Exercise:
Scale the bounding-box coordinates in the answers by 0.2, rounding each to the nearest whole number with halves rounded up. Write out only the lines from the one containing "Would it be possible for you to find every pilaster" down to the one containing "[166,118,173,153]", both included, keeping the request line unchanged.
:: Stored records
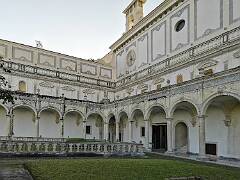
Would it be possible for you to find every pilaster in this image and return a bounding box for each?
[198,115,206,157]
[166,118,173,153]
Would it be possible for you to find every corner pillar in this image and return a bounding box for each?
::::
:: Stored records
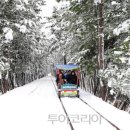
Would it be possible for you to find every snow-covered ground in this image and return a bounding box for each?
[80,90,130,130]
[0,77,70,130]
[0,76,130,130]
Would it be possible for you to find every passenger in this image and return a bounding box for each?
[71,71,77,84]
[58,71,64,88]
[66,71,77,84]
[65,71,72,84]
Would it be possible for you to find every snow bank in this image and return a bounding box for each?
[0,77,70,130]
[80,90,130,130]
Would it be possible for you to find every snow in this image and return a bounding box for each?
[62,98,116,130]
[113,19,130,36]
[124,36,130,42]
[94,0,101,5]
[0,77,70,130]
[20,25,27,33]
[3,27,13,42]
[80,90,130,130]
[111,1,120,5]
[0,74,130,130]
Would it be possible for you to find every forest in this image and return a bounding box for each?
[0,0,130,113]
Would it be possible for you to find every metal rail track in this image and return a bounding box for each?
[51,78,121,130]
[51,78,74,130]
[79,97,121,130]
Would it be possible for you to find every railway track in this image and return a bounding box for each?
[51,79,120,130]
::::
:: Stored records
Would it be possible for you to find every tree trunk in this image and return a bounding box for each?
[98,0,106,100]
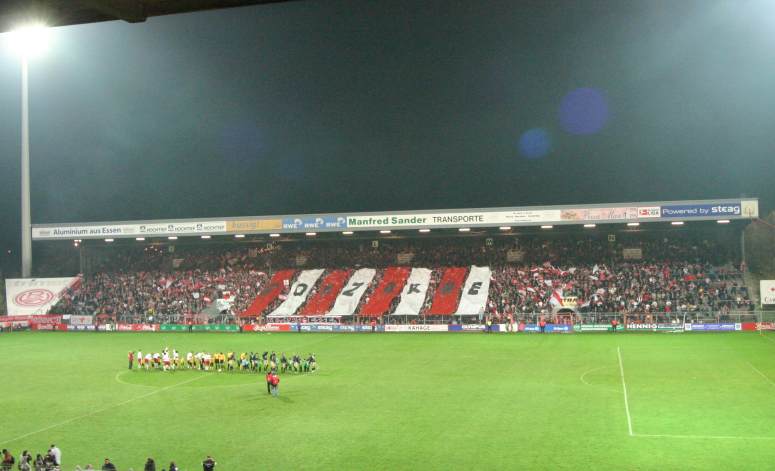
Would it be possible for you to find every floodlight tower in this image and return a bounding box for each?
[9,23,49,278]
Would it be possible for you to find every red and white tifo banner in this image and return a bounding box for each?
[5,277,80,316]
::::
Exercise solution:
Would it be possible for you to find every pilaster in this image and return a bounding box for each?
[40,23,41,31]
[33,24,35,31]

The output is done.